**Records:**
== == ==
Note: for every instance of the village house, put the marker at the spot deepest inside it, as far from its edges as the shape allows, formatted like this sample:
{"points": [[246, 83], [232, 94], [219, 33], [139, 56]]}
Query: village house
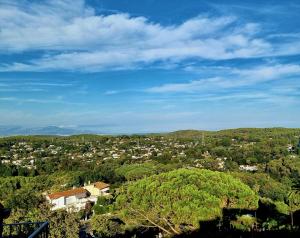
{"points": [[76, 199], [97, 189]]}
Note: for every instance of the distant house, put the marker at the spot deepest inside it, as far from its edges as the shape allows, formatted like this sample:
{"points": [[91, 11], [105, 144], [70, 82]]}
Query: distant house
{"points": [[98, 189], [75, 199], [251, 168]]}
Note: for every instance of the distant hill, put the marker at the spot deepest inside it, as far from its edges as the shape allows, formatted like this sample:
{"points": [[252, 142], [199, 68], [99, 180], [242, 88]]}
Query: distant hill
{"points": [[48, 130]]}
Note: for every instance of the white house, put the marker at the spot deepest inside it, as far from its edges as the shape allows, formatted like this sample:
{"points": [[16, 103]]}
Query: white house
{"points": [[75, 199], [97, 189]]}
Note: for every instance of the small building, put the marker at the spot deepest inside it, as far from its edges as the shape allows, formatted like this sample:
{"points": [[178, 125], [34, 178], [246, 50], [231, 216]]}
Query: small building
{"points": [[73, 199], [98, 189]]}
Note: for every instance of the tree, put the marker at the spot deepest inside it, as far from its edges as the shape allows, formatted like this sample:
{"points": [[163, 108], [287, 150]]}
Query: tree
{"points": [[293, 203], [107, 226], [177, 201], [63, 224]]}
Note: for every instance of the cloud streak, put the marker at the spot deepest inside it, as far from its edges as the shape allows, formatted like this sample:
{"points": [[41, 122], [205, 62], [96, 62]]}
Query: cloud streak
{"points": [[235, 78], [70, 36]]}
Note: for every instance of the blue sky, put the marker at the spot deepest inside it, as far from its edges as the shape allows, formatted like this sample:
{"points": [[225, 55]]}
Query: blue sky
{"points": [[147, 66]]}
== == ==
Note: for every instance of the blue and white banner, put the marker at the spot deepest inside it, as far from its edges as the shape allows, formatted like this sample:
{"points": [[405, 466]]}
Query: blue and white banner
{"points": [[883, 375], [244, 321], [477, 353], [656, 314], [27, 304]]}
== == ==
**About this exercise:** Using the records above, gather all lines where the string "from" is present.

**Answer to the problem:**
Note: for every instance of the village house, put the marker at the spot deepest inside it, as far from its edges as the shape allows, formatted like this sample:
Note: for every instance of the distant house, put the marker at the spot deepest inside it, as far from its edges as the shape allows, formatted like this sample:
Note: for every instance of the distant hill, put the marker at the spot deepest inside it, as far from its edges as the shape allows, formatted like this sample:
Note: for every instance of the white house, put the marker at the spot deepest inside it, as far from its edges as the shape allows, formatted like this sample:
Note: for every instance of the small building, put the marker at the spot deepest inside it, as far from its edges as the shape allows, formatted like this sample:
Note: for every instance of the tree, put the marker at the spot deepest inside it, as far from its edges as the shape allows, formatted like this sample:
Note: for every instance of the cloud streak, put the marker at the spot deepest inside it, as far from its edges as the shape allows, formatted like this sample:
Note: for every instance of the blue sky, put the marker at the spot deepest inside it, as far from its edges as the shape allows, formatted like this sample:
Note: for every instance of the blue and white banner, put the marker at the spot deepest inside it, as far from its edges as the shape allows, formatted like this sample:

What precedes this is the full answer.